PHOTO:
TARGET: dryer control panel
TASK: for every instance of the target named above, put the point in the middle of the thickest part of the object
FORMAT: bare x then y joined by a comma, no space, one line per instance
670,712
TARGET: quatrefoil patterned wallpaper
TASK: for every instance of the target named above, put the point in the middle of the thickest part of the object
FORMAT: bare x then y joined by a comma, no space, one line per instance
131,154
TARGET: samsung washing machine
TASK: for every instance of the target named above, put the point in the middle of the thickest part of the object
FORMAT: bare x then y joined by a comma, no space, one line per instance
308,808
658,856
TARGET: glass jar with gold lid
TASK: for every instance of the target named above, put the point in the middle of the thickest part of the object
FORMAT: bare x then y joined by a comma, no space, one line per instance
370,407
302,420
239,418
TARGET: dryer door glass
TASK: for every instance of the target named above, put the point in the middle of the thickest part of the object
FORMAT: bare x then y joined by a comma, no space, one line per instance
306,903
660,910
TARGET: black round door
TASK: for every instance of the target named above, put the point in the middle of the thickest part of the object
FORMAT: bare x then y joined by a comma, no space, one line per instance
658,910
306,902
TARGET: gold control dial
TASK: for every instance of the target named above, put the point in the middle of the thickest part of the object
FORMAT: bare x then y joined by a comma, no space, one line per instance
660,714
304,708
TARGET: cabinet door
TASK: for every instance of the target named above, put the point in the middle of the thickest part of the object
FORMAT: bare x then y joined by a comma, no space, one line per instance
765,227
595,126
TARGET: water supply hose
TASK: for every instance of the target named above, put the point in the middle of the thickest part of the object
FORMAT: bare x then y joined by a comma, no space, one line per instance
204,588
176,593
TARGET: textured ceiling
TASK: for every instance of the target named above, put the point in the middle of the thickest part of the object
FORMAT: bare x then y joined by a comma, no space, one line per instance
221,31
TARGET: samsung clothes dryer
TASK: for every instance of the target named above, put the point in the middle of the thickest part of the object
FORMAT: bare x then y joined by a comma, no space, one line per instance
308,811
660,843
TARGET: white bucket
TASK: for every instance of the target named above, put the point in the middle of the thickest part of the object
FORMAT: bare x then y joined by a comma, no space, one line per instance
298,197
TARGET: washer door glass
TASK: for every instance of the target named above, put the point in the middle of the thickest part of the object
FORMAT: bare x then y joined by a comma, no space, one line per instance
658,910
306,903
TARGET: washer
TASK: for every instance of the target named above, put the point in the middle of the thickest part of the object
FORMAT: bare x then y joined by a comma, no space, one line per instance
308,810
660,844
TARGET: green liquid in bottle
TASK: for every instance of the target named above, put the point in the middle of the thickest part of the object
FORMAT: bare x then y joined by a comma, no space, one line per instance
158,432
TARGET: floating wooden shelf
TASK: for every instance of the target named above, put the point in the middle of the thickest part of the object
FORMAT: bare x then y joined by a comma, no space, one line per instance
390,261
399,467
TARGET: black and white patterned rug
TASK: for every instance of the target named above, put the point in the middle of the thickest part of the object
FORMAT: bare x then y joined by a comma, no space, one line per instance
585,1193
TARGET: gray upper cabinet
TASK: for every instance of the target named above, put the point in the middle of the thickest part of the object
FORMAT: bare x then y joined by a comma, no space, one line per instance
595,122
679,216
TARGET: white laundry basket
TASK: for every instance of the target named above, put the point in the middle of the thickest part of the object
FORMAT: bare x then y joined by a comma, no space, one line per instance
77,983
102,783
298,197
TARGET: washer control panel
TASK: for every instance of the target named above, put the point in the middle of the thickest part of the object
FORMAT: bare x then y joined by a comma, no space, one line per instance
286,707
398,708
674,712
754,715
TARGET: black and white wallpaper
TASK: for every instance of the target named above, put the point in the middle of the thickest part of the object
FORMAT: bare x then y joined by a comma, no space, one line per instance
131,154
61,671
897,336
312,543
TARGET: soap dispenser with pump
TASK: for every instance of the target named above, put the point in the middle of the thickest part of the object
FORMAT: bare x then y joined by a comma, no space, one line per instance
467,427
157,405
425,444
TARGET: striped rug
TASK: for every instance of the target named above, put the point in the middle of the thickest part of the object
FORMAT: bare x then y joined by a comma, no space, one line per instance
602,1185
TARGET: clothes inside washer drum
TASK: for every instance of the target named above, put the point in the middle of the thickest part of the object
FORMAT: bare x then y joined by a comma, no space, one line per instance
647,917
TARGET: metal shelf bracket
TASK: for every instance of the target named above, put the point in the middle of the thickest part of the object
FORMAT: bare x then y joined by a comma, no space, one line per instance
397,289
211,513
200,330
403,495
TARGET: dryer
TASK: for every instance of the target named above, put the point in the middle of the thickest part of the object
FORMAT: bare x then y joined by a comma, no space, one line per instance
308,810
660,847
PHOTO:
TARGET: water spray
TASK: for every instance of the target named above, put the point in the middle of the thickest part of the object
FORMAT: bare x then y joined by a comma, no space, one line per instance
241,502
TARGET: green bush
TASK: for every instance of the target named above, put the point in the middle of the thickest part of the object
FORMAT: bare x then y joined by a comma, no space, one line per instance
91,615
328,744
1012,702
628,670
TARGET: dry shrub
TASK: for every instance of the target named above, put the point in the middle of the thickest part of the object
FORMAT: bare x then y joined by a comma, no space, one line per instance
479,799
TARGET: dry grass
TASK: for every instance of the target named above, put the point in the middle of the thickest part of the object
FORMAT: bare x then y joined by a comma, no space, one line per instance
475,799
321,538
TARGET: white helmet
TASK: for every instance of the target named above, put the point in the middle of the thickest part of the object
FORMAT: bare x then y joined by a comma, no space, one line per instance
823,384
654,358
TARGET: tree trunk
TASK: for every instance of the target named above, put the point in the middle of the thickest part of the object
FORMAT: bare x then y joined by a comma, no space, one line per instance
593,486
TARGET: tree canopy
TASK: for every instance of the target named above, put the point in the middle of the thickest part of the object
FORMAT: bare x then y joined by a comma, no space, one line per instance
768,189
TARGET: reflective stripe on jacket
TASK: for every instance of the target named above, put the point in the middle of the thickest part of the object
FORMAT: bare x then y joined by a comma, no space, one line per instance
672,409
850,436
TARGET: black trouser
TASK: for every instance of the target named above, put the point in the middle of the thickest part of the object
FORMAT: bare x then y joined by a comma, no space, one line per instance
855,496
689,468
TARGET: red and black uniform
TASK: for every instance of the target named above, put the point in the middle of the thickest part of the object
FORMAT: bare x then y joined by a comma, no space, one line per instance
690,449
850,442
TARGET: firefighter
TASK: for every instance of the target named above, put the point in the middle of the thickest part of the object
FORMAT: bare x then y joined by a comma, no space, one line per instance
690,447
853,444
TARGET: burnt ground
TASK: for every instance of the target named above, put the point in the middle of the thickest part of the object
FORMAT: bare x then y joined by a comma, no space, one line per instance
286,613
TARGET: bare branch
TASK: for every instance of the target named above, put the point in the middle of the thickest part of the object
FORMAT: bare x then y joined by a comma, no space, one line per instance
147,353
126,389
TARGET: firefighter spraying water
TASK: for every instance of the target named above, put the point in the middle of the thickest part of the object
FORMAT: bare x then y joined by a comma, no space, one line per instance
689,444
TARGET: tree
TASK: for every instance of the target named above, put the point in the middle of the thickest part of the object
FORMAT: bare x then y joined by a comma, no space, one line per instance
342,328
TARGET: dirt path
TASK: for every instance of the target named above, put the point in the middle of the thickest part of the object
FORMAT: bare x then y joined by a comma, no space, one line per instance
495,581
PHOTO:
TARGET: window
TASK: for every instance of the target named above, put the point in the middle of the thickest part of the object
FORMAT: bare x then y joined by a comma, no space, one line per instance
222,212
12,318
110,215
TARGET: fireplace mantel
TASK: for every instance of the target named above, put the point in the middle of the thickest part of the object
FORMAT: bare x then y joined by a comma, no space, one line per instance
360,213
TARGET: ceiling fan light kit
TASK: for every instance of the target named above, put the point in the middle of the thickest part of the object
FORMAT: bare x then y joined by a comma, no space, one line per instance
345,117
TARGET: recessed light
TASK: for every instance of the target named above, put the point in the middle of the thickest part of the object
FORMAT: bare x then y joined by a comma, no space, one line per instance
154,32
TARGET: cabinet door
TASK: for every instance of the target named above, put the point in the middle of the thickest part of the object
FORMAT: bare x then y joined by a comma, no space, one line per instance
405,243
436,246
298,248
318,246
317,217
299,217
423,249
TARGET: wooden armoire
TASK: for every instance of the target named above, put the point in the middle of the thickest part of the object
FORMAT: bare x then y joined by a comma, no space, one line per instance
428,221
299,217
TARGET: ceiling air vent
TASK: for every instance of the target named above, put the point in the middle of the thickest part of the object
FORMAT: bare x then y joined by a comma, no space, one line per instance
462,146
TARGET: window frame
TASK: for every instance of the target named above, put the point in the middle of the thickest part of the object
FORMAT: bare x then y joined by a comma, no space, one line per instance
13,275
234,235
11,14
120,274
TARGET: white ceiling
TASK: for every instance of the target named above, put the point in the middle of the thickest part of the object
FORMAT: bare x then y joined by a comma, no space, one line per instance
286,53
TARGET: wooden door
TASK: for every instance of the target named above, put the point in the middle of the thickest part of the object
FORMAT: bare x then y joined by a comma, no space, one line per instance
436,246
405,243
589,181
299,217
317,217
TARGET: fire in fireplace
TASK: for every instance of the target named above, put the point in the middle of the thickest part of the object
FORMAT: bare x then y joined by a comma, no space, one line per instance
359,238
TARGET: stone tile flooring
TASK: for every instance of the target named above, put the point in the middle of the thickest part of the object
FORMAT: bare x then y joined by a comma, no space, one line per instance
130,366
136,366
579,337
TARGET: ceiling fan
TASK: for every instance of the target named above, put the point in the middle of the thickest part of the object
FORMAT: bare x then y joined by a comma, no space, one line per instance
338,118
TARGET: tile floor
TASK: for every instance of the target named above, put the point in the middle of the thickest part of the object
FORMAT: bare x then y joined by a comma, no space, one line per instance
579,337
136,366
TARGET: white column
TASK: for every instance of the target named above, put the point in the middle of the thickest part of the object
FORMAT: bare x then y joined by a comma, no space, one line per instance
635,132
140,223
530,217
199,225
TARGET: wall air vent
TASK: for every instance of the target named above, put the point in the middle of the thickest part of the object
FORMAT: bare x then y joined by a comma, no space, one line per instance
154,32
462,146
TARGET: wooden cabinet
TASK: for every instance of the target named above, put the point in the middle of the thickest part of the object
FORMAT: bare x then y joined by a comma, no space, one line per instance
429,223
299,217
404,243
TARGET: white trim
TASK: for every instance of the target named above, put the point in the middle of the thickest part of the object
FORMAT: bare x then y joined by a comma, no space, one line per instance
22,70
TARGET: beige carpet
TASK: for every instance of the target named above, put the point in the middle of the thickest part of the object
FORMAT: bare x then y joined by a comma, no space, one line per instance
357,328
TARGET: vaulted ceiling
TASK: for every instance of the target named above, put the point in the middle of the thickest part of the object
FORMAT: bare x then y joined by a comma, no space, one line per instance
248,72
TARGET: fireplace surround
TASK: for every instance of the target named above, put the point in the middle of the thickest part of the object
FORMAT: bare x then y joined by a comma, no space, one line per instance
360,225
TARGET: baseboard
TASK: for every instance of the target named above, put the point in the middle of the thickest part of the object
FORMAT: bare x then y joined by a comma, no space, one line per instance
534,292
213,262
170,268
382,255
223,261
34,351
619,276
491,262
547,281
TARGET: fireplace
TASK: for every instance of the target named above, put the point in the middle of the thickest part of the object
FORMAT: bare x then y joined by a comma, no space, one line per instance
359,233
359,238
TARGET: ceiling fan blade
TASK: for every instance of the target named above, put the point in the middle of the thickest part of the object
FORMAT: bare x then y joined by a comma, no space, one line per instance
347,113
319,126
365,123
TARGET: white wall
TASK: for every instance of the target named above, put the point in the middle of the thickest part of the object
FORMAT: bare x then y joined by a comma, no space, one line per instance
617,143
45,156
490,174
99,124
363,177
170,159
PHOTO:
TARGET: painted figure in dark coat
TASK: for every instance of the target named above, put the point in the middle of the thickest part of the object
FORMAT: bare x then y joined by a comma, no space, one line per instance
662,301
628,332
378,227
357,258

---*---

**What to produce**
Final part of the records: return the line that contains "TARGET: ceiling fan blade" and every line after it, exactly, with no other lines added.

**Task result**
TARGET: ceiling fan blade
TASK: for every instance of the target named above, put the point in the middle of the thickest part of the object
FORMAT: bare x then y joined by a comma, no space, one line per instance
347,113
319,126
365,123
TARGET: white wall
TASK: for every instance of the target named above, put the point in the middle of the thickest part of the object
FORMAT: bare x then y joined by a comma, no space, one line per instance
617,143
45,156
490,174
99,124
363,177
170,159
PHOTO:
TARGET: painted figure in dark coat
TASK: for every instance of the target named above, put the point in the middle of the thickest part of the object
FORMAT: bare x then y joined by a comma, no space, one line per instance
662,301
628,332
378,227
357,258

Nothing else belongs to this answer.